▶ TASK DETAILS
Select every line of the entries below that contains the string "wall", and copy each one out.

▶ INFORMATION SHOWN
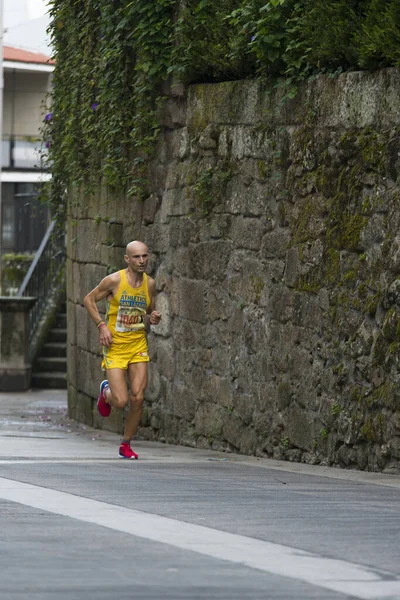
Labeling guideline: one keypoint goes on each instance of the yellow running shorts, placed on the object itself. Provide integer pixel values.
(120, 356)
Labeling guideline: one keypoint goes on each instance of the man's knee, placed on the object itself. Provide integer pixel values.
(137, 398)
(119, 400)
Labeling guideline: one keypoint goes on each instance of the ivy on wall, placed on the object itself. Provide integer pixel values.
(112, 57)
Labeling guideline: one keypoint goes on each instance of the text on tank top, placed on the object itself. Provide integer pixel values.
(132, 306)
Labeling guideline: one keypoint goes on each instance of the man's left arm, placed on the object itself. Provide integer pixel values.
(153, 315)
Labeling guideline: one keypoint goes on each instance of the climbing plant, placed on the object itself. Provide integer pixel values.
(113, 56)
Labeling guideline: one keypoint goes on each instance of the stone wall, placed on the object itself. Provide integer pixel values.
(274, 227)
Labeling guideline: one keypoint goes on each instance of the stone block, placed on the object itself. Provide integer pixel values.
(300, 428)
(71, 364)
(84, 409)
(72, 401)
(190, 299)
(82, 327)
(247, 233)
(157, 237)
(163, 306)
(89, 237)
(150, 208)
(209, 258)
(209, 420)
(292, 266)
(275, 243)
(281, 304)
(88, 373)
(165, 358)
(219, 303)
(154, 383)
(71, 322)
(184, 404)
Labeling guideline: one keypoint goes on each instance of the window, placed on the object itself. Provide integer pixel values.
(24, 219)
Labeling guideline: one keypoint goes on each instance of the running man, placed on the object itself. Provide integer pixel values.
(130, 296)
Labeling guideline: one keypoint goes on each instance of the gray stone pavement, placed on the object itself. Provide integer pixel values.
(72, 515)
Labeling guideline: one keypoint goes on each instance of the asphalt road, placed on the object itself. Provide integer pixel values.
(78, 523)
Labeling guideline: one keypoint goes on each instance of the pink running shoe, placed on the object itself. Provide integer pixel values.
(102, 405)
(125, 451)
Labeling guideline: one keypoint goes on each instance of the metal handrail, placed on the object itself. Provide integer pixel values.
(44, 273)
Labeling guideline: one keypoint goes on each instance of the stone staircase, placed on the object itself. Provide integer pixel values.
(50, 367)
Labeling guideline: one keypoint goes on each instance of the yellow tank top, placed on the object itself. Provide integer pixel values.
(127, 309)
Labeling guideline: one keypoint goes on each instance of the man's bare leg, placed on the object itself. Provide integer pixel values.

---

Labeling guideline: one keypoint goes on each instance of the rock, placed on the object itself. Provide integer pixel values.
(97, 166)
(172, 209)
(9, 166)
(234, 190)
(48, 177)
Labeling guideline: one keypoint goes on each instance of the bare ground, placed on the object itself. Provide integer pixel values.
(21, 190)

▶ OUTPUT BELOW
Labeling guideline: one keypoint goes on each instance of the ivy on wall, placed on the object itself. Provide integer pixel values.
Labeling guideline: one keypoint goes on each instance of the stone wall, placed on the object itself. Provide integer pixel values.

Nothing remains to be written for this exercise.